Required work: Only the lines from the one containing "Please put a marker on the stone retaining" through the end of the records should be retyped, exactly and including both ends; pictures stay out.
----- Entries -----
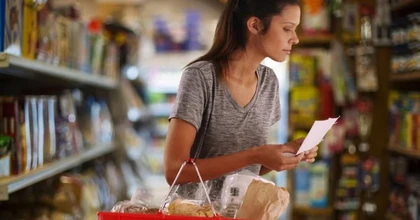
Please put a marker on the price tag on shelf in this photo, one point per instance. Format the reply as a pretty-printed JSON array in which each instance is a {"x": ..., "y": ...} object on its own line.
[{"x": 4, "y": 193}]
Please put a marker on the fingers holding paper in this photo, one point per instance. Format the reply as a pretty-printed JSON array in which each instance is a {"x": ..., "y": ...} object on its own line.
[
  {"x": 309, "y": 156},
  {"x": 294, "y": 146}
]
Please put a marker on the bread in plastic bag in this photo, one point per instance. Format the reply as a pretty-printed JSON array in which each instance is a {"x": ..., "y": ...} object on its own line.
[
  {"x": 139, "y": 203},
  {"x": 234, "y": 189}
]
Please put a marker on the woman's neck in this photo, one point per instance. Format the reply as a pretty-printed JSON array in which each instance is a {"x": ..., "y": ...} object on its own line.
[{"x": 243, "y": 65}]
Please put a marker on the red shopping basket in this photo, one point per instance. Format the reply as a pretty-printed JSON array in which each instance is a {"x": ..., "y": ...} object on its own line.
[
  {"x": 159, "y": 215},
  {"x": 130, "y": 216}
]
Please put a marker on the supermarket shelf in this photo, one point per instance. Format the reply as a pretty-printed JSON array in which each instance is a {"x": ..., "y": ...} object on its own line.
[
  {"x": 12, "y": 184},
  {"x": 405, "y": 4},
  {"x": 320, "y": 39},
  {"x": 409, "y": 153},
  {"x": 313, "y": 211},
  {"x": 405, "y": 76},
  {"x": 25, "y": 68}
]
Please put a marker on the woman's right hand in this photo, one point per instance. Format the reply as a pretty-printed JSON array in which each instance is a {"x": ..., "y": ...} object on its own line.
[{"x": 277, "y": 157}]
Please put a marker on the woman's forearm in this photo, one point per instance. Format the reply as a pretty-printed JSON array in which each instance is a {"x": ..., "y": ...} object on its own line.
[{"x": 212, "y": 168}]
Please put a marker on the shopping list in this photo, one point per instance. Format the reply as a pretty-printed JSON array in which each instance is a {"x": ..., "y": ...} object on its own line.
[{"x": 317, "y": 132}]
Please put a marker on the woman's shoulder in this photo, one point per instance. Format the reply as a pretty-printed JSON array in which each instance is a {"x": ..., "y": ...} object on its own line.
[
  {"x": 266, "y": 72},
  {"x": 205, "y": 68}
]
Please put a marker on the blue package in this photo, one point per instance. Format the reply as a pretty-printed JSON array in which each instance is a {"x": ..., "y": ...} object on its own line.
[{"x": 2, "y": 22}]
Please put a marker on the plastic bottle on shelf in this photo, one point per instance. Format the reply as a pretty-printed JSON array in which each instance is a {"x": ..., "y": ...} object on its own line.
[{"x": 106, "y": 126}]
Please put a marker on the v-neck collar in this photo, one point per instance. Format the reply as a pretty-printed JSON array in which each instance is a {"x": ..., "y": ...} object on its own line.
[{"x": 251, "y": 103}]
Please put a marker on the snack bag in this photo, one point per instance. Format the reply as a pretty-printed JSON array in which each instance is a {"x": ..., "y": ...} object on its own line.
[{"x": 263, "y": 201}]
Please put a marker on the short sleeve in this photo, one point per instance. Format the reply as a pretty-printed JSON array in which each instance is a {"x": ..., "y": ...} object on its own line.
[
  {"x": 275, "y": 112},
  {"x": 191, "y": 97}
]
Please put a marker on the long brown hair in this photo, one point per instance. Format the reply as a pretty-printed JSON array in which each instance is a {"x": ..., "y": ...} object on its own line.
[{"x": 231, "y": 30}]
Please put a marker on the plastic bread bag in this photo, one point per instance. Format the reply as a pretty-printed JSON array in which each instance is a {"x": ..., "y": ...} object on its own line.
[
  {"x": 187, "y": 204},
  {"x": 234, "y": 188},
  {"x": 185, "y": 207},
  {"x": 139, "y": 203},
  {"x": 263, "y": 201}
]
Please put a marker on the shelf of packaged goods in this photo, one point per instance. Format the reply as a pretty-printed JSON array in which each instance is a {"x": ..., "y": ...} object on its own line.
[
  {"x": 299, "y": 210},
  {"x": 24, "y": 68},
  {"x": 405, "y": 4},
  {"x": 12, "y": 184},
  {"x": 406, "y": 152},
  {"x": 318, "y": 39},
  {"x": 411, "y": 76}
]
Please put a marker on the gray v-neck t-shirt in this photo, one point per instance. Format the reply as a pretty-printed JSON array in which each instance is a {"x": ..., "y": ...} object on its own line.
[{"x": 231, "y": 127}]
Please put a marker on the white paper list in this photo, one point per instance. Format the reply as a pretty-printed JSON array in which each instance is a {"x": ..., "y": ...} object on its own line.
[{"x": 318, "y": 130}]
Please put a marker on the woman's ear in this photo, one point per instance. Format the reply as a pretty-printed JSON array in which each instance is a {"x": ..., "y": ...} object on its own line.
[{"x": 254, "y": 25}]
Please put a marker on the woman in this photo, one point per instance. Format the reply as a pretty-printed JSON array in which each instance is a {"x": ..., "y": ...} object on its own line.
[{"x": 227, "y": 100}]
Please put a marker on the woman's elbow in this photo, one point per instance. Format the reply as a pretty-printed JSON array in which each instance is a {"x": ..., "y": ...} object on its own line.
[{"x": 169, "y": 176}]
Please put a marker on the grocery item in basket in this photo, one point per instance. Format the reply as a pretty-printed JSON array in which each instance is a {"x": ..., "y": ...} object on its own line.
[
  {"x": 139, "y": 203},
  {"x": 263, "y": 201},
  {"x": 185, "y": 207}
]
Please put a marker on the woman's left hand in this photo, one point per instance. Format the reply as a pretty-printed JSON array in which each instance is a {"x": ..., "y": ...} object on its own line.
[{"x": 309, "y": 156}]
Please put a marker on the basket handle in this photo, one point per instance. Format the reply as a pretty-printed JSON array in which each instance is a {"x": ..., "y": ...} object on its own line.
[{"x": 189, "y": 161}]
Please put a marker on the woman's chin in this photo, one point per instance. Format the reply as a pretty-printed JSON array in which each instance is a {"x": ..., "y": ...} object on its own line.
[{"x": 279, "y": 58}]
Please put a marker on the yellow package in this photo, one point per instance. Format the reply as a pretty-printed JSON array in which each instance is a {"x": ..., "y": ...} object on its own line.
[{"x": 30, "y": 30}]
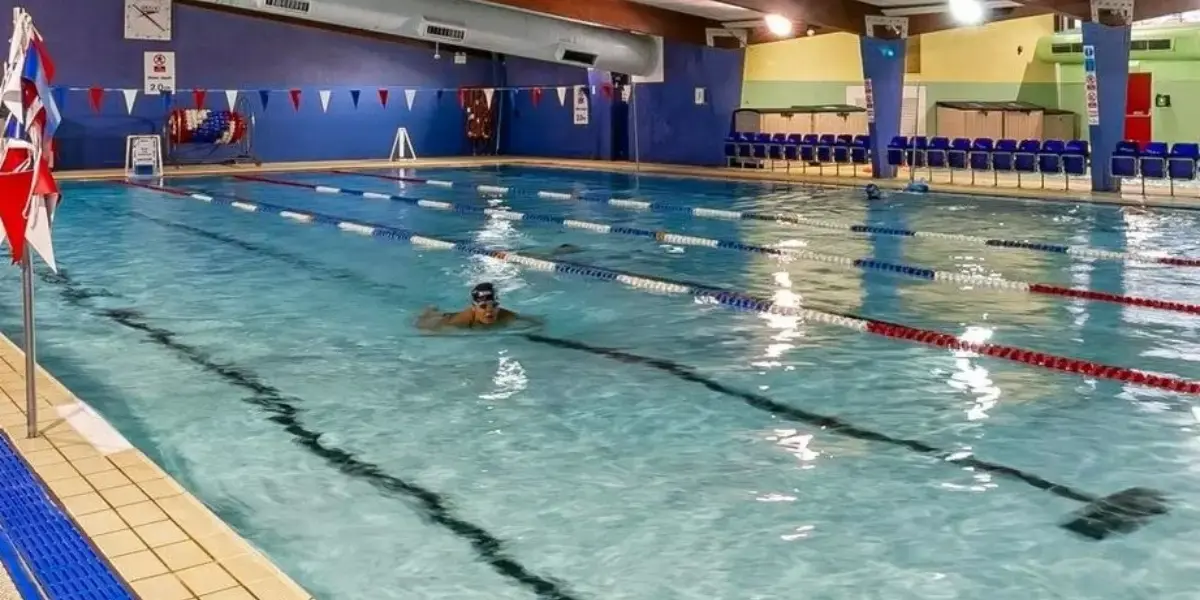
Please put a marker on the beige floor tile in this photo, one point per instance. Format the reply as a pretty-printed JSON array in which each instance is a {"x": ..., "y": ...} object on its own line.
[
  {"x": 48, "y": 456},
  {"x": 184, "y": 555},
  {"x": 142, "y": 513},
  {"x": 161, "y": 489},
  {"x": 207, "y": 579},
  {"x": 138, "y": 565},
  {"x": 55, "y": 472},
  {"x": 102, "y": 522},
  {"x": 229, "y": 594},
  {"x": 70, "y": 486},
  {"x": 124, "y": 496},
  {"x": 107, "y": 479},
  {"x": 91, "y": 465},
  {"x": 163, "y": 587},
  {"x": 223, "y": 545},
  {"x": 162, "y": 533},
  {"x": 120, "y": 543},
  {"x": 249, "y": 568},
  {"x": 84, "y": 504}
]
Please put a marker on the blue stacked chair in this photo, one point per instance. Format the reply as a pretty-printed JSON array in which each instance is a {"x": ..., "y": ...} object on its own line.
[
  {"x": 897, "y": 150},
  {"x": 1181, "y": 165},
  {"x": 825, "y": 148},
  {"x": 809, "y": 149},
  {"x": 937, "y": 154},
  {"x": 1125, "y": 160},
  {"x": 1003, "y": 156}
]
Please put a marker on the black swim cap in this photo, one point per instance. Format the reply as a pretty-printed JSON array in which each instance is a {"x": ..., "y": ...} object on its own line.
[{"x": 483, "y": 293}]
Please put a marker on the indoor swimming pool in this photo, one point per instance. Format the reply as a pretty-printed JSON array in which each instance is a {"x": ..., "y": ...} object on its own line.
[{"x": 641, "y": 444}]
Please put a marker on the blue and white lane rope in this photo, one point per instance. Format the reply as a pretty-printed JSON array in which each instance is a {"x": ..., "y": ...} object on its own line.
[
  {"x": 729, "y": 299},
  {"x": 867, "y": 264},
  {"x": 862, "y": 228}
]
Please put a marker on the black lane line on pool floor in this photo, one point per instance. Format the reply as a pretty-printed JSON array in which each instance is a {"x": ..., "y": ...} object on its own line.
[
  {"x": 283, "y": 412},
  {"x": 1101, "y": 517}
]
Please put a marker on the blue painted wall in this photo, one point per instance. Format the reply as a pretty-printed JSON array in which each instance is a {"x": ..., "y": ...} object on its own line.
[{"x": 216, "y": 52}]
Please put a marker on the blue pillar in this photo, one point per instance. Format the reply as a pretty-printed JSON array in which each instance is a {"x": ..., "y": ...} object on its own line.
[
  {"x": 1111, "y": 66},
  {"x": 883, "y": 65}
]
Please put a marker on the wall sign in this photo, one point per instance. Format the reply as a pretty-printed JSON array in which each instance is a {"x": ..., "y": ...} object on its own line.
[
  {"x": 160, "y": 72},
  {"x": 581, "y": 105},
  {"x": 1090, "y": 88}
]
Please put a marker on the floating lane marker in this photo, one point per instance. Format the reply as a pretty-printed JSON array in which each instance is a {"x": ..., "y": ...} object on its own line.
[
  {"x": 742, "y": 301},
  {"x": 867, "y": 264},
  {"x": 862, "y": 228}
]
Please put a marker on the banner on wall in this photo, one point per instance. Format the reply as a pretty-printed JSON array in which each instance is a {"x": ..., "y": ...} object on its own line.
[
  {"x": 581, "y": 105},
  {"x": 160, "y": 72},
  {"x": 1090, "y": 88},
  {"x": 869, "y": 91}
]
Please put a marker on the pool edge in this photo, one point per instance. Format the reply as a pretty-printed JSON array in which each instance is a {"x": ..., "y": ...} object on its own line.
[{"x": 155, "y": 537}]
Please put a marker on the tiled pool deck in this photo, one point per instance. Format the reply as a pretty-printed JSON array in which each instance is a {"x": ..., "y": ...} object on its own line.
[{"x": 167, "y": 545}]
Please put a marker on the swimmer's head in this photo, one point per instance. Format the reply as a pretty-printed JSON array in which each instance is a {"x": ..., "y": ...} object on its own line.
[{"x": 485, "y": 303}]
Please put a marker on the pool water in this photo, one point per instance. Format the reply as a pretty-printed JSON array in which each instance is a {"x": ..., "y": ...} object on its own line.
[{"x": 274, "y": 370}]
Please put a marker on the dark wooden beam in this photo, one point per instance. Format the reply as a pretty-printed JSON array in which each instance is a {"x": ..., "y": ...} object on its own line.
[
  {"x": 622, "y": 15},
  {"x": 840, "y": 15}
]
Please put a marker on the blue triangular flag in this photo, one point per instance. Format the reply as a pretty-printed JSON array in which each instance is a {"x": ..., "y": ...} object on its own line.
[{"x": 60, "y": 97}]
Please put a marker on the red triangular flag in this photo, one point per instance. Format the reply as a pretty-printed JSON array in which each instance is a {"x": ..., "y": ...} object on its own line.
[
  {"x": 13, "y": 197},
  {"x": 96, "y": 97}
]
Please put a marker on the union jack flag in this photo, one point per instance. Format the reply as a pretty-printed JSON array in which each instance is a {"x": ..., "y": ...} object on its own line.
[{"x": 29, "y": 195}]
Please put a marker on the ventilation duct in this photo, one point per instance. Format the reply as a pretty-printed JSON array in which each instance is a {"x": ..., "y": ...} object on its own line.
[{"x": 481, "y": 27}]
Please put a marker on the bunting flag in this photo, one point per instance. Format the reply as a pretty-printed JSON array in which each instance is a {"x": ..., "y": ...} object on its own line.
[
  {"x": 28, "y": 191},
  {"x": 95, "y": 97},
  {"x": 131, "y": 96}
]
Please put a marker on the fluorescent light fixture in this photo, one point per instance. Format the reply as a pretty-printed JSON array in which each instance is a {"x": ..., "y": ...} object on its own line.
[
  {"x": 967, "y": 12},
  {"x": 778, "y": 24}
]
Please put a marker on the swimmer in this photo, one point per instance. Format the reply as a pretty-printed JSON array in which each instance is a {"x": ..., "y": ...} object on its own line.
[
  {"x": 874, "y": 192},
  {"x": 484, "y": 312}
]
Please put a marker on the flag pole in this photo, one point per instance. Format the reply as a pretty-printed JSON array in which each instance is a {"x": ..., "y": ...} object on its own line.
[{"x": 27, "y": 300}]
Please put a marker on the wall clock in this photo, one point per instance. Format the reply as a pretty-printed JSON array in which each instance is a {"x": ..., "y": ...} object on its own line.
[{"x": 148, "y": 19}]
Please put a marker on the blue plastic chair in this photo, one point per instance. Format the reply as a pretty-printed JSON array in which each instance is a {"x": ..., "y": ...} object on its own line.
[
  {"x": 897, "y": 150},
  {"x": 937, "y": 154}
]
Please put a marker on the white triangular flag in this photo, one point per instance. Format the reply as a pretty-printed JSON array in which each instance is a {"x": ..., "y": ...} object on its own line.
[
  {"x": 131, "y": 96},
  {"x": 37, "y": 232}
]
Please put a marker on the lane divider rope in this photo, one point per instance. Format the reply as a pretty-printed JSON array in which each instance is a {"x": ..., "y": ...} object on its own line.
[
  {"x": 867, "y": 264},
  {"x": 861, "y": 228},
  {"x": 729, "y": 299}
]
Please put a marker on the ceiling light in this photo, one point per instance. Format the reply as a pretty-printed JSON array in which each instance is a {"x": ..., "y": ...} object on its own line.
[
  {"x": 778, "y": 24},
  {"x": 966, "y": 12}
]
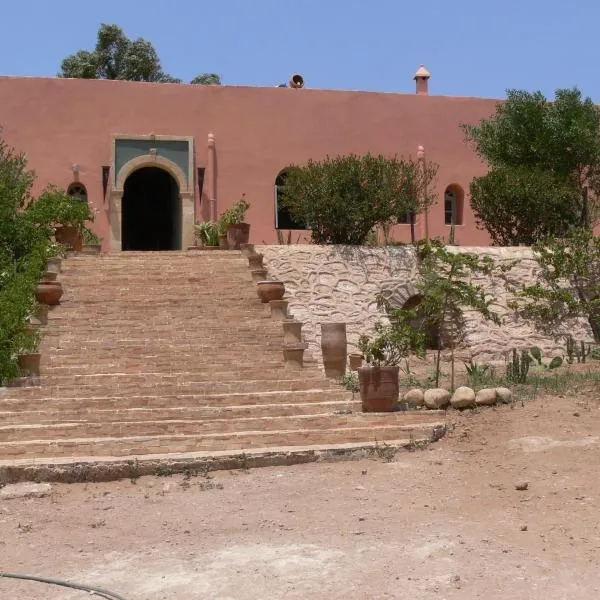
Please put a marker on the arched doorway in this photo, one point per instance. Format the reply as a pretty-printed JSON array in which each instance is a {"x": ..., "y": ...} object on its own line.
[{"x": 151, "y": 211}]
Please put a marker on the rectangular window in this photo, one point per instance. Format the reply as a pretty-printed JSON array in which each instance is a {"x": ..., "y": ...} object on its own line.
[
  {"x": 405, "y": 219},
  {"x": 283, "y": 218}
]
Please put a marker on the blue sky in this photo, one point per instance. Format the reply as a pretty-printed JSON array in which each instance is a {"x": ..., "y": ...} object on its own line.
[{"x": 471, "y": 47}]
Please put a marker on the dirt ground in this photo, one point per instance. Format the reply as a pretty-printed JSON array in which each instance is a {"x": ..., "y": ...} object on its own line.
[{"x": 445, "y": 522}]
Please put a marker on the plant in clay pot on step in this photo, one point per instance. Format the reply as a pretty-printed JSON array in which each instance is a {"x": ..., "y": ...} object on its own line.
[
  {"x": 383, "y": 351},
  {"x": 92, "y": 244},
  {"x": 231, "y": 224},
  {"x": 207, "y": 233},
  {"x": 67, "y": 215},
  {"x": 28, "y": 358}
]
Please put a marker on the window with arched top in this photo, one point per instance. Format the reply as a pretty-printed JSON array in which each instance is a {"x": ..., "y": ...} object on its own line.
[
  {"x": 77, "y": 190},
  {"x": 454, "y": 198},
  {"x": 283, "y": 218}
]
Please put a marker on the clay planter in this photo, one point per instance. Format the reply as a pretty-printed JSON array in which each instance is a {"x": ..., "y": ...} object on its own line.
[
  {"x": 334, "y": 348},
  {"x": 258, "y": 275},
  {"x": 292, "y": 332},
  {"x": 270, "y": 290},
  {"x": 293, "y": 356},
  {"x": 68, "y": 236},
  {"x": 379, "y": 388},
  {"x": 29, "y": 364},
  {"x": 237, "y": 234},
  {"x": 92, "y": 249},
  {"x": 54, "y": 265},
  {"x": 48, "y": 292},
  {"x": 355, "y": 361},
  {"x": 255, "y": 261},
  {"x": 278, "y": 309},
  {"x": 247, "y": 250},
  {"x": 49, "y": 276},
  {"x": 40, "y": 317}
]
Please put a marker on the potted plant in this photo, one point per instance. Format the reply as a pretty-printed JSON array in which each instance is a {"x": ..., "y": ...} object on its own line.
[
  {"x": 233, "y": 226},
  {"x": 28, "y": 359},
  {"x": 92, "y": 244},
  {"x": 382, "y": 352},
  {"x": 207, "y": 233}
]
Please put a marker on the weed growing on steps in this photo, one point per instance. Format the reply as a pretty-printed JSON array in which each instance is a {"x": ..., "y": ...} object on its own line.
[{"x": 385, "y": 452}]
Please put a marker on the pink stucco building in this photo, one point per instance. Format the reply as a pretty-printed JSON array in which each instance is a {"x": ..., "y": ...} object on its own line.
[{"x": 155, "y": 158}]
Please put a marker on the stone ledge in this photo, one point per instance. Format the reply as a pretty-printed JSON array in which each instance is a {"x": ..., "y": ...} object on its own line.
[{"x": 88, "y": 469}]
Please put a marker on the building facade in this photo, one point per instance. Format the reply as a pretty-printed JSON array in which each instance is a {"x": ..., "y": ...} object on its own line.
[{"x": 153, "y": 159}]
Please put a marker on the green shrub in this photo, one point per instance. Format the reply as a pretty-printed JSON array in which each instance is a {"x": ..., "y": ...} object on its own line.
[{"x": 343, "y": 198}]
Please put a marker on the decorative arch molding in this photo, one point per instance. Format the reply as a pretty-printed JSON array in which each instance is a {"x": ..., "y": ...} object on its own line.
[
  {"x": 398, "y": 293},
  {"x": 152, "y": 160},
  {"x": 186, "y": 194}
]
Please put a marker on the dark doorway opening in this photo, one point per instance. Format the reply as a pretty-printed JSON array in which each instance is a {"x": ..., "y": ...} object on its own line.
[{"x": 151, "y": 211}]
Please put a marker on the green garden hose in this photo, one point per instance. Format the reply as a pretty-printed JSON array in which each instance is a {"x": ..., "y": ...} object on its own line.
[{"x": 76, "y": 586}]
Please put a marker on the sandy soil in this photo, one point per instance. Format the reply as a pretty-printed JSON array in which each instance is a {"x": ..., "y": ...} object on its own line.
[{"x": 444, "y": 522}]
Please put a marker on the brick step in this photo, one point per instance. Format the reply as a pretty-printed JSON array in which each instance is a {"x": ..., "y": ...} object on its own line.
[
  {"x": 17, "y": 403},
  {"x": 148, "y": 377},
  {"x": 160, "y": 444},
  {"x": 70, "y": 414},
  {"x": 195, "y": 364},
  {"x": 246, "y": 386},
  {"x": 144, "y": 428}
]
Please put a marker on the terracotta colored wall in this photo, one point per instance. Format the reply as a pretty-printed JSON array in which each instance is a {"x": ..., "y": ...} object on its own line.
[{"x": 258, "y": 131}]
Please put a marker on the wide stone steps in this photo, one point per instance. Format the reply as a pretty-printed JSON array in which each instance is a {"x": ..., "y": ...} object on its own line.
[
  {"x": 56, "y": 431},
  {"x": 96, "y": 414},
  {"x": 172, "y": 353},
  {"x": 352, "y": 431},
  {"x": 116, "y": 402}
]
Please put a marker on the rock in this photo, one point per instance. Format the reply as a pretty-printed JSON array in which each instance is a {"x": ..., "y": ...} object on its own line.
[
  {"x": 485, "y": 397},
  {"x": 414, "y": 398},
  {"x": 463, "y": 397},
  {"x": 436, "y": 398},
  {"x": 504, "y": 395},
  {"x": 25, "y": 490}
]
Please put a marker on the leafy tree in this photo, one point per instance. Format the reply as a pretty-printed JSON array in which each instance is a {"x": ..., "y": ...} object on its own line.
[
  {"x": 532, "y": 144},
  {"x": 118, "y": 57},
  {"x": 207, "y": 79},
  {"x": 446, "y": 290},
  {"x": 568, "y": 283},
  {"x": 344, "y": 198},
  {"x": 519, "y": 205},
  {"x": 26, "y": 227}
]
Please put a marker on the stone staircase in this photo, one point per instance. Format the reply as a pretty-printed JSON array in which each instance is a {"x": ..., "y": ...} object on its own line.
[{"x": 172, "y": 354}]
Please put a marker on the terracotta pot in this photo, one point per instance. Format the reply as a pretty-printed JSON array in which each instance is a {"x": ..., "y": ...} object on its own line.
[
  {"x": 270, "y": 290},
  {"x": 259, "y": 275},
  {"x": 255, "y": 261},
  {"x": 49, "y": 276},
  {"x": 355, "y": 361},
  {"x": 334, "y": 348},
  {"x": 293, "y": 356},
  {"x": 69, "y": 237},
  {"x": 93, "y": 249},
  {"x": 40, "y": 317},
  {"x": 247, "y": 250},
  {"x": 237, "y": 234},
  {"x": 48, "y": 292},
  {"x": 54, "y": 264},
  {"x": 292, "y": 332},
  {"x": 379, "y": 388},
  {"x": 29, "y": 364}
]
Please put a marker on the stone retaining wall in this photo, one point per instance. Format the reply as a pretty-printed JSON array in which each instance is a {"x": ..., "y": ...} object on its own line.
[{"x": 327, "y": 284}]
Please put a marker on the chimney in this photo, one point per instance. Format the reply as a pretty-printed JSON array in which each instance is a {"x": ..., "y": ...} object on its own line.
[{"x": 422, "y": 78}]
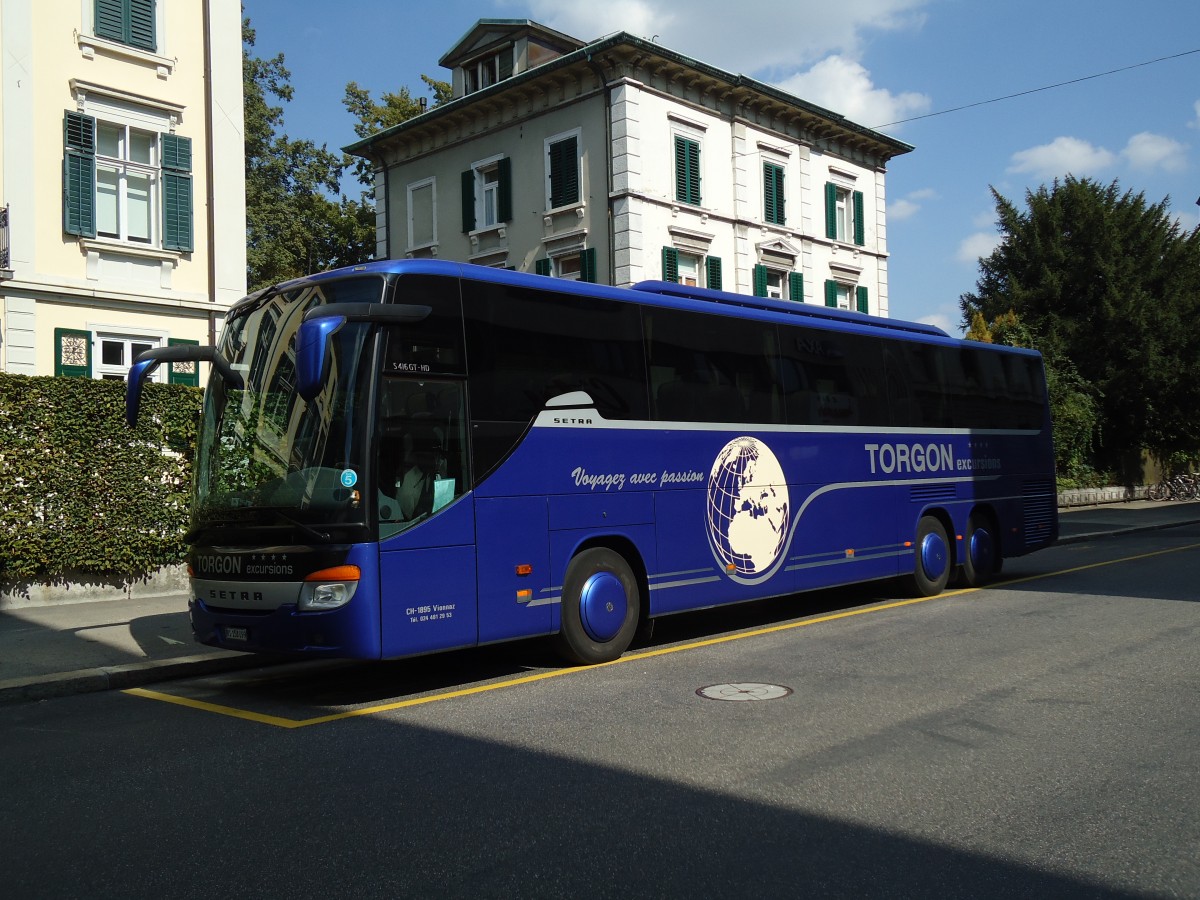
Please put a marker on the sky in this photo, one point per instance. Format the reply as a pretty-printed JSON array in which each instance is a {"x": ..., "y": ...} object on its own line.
-----
Solution for this task:
Please put a marker on the stone retaining wall in this photo, one point per instance. Format the reply as a pretty-printed JSON array in which each instance is a {"x": ..., "y": ...} object on its own line.
[{"x": 327, "y": 284}]
Please put a marker on the chimney in this photo, one point per instance. Format the reply as a pretty-printed JSON array in which each instance is a {"x": ..., "y": ...} object on its own line.
[{"x": 422, "y": 78}]
Please put a marker on the sky in this photo, one point per instance. Format the reply as a pretty-printed JSON array in which each instance is a {"x": ..., "y": ...} object on its own line.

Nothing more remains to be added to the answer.